Convert the records into a Markdown table with the columns Row and Line, giving each non-blank line its own row number. Leave out blank lines.

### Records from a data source
++++++
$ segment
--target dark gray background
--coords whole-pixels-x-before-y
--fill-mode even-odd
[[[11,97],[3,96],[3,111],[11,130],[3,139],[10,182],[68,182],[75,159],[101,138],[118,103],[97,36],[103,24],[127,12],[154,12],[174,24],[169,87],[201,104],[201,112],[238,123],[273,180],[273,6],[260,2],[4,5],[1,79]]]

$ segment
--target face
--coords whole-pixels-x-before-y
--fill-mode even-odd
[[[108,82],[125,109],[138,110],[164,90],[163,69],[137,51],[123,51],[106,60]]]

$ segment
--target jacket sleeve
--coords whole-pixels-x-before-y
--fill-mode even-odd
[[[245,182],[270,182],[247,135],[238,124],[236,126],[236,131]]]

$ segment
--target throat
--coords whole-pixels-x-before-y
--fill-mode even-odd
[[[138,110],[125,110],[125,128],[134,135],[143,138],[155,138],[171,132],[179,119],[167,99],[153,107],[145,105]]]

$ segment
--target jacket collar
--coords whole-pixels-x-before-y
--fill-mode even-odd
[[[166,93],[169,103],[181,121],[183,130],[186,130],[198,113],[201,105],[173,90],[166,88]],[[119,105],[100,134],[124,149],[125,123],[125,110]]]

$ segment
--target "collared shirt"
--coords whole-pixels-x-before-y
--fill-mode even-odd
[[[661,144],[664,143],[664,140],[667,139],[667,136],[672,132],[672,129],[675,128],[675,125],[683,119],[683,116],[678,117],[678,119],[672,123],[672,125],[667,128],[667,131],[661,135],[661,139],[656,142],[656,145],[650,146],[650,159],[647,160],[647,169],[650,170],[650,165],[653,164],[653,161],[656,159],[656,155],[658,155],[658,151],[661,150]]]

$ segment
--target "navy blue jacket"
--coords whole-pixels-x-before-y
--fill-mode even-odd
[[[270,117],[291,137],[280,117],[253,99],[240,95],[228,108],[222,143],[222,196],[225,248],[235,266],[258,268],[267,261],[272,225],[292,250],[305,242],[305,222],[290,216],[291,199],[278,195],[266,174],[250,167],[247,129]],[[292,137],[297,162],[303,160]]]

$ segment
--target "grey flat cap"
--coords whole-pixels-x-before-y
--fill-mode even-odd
++++++
### Solution to the exercise
| Row | Line |
|---|---|
| 1 | $ segment |
| 2 | --target dark gray background |
| 3 | --coords whole-pixels-x-before-y |
| 4 | --fill-mode even-odd |
| 5 | [[[11,97],[3,96],[3,111],[11,130],[3,139],[10,182],[68,182],[75,159],[101,138],[118,103],[97,36],[103,24],[127,12],[154,12],[174,24],[169,87],[201,104],[201,112],[238,123],[273,180],[273,6],[260,2],[4,5],[1,79]]] |
| 6 | $ segment |
| 7 | --target face |
| 8 | --coords whole-pixels-x-before-y |
| 9 | --fill-mode even-odd |
| 10 | [[[108,82],[125,109],[138,110],[164,90],[163,69],[137,51],[123,51],[106,60]]] |
| 11 | $ segment |
| 12 | --target jacket sleeve |
| 13 | --coords whole-pixels-x-before-y |
| 14 | --fill-mode even-odd |
| 15 | [[[245,182],[270,182],[247,135],[238,124],[236,126],[236,131]]] |
| 16 | $ segment |
| 17 | --target throat |
| 18 | --coords whole-pixels-x-before-y |
| 19 | --fill-mode even-odd |
| 20 | [[[138,110],[125,110],[125,128],[134,135],[143,138],[155,138],[171,132],[179,119],[167,99],[153,107],[145,105]]] |
| 21 | $ segment |
| 22 | --target jacket collar |
| 23 | --coords whole-pixels-x-before-y |
| 24 | --fill-mode even-odd |
| 25 | [[[166,93],[169,103],[181,121],[183,130],[186,130],[198,113],[201,105],[173,90],[166,88]],[[119,105],[100,134],[124,149],[125,123],[125,110]]] |
| 26 | $ segment |
| 27 | --target "collared shirt" |
| 28 | --coords whole-pixels-x-before-y |
| 29 | --fill-mode even-odd |
| 30 | [[[661,144],[664,143],[664,140],[667,139],[667,136],[672,132],[672,129],[675,128],[675,125],[683,119],[683,116],[678,117],[678,119],[672,123],[672,125],[667,128],[667,131],[661,135],[661,139],[656,142],[656,145],[650,146],[650,159],[647,160],[647,169],[650,170],[650,165],[653,164],[653,161],[656,159],[656,155],[658,155],[658,151],[661,150]]] |
| 31 | $ segment |
| 32 | --target "navy blue jacket" |
| 33 | --coords whole-pixels-x-before-y |
| 34 | --fill-mode even-odd |
| 35 | [[[270,117],[291,137],[280,117],[253,99],[240,95],[228,108],[222,143],[222,196],[225,248],[235,266],[258,268],[267,261],[272,225],[292,250],[305,242],[305,222],[290,216],[291,199],[278,195],[266,174],[250,167],[247,129]],[[292,137],[297,162],[303,160]]] |
| 36 | $ segment |
| 37 | --target "grey flat cap" |
| 38 | --coords whole-pixels-x-before-y |
| 39 | --fill-mode even-odd |